--- Written instruction ---
Show each line of the data below that contains the word "stone", copied in full.

--- Entries supplied ---
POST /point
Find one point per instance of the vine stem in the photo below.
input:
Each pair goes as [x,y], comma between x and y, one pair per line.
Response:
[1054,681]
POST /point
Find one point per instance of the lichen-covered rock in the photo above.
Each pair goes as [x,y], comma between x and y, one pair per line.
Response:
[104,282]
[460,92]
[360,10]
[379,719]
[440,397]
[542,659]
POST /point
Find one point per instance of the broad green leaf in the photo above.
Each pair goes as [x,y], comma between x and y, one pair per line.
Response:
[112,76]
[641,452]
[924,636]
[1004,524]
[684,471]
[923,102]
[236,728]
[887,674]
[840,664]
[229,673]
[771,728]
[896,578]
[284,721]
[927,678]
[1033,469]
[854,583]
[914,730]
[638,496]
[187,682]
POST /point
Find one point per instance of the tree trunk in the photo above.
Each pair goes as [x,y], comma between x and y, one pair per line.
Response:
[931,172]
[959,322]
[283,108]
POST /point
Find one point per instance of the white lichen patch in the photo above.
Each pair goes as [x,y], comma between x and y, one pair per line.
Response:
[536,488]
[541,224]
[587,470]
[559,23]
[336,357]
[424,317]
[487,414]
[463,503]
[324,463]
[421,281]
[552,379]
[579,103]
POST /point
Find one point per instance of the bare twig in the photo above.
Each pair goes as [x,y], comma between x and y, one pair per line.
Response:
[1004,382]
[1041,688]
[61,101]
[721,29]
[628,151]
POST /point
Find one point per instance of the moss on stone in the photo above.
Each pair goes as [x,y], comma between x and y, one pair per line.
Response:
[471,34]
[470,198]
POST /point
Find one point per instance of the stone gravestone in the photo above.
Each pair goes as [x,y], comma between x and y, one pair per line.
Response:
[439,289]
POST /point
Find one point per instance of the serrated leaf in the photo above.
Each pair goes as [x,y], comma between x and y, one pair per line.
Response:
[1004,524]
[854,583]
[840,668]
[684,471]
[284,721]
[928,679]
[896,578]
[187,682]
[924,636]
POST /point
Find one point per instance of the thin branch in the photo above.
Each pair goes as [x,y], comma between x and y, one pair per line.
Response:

--

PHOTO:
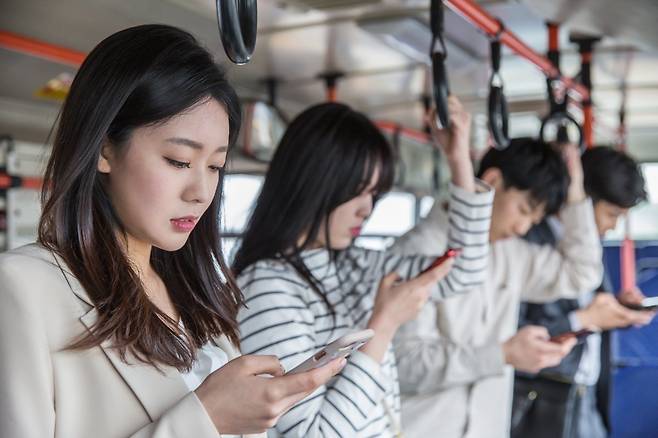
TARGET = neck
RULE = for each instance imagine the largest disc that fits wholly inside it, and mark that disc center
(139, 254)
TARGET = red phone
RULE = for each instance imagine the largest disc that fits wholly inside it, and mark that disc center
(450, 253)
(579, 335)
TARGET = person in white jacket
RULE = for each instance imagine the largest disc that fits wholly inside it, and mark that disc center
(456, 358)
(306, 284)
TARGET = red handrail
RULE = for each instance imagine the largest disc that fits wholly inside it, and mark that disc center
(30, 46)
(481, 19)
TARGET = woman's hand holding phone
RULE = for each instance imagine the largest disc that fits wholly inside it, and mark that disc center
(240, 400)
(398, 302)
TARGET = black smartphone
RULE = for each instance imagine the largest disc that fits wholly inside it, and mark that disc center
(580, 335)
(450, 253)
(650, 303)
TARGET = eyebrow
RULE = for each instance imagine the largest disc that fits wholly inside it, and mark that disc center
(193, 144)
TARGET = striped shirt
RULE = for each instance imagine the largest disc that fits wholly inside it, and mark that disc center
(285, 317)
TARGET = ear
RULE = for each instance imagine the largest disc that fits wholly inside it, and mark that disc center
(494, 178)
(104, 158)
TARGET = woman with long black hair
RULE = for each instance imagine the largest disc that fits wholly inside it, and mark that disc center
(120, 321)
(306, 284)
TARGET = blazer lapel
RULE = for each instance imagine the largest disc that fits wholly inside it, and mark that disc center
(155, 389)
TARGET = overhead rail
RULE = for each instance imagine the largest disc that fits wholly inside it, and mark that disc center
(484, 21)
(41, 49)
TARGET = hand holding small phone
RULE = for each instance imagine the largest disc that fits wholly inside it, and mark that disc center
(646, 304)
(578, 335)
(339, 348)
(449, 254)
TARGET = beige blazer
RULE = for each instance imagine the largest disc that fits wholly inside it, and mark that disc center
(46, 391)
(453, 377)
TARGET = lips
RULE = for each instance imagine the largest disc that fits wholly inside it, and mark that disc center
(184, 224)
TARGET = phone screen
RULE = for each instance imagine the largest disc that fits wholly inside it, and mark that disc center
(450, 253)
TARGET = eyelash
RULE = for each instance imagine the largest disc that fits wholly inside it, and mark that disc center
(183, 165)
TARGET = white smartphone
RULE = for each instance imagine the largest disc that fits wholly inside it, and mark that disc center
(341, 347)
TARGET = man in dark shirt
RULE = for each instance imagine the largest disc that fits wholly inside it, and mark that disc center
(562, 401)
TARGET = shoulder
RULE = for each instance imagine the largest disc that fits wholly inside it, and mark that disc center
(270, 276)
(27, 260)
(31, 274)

--- Worked solution ---
Find one point per instance of the moss on stone in the photo above.
Find one point per instance of the stone gravestone in the photo above.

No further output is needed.